• Consigne:
Extrayez mot pour mot, dans le texte ci-dessous sur le port du masque, le passage qui commence par les mots contenant « Colette, vendeuse chez » et s'achève sur « de ce lundi. ».

• Extrait fourni:
::::::

Beaucoup se félicitent de cette nouvelle réglementation. Mais la faire appliquer n'est pas sans difficultés.

Un homme en costume s'engouffre dans la boutique d'un pas leste et le regard affairé. « Monsieur. Monsieur! appelle Colette sans ambages. Il faut mettre du gel hydroalcoolique monsieur, pour les mesures barrières ».

Colette, vendeuse chez Sephora, est une infatigable vigie dans un univers qui ne se prête pas aux gestes barrières: celui des cosmétiques. Elle a maintenant pour mission de veiller à ce que tous les clients entrent munis d'un masque, dont le port est obligatoire dans les lieux publics clos à compter de ce lundi.

Colette doit donc garder un œil sur les clients qui viennent sentir un parfum, tester une crème ou un rouge à lèvres. L'expérience est sensorielle par essence. Il faut revoir toutes les pratiques. « Les gens ne se rendent pas compte que des centaines d'autres ont touché les produits avant eux. Je vois des dames baisser leur masque et coller le flacon de parfum à leur nez. Alors je leur dis de ne pas le faire, mais au final, cela peut être épuisant. Nous avons beaucoup de messages à répéter, entre les mesures sanitaires et les promotions en magasin. »

Dans le club de sport Basic Fit, rue de la Chaussée-d'Antin (IXe arrondissement), le masque est imposé aux sportifs durant tous leurs déplacements dans le centre, sauf lorsqu'ils s'exercent sur les machines, « car ils ont besoin de souffle ». Il faudra bien s'y habituer car les contrevenants s'exposent à des sanctions: le port obligatoire du masque est maintenant inscrit dans le règlement de la salle de sport. « Si les clients ne respectent pas, ils ont droit à un avertissement. S'ils récidivent, leur abonnement peut être suspendu » explique Mathieu, agent d'accueil. Le gouvernement a également annoncé que toute personne qui ne porterait pas de masque dans un lieu public clos s'expose à une amende de 135 euros. « Les gens savent que si ce n'est pas respecté, on va fermer et qu'au final ils ont tout à y perdre », veut croire Mathieu.

::::::

• Données enregistrées:
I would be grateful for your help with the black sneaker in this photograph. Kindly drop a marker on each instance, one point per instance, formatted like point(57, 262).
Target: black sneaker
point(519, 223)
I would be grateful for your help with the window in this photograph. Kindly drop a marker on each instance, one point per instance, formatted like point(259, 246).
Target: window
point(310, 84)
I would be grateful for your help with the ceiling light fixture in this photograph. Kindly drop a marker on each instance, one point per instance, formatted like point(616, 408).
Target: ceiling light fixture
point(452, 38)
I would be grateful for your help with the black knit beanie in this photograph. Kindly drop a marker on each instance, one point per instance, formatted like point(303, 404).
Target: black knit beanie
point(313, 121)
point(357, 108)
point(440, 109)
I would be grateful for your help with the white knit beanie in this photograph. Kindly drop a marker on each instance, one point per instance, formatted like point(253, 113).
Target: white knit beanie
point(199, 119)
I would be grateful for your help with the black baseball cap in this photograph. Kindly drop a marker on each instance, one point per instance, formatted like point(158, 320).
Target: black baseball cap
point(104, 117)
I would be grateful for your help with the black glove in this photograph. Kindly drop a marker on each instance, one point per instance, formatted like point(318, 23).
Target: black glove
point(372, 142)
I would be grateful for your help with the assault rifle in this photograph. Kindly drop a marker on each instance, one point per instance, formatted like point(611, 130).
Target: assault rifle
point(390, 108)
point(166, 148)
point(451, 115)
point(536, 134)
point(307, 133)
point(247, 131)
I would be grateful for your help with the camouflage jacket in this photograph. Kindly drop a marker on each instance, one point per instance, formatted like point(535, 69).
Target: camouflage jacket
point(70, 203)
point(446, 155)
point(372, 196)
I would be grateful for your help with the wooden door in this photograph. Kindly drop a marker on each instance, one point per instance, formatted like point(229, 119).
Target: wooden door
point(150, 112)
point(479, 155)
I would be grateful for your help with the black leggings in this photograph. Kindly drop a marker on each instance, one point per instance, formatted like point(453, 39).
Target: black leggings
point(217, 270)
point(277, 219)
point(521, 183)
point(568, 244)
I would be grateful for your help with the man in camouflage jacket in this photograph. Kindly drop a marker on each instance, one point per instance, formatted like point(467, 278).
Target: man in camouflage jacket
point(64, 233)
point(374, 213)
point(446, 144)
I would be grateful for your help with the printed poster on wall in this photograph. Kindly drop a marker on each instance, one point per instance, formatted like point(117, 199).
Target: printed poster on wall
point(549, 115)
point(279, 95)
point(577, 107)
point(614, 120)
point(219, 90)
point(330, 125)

::::::

• Espace réponse:
Colette, vendeuse chez Sephora, est une infatigable vigie dans un univers qui ne se prête pas aux gestes barrières: celui des cosmétiques. Elle a maintenant pour mission de veiller à ce que tous les clients entrent munis d'un masque, dont le port est obligatoire dans les lieux publics clos à compter de ce lundi.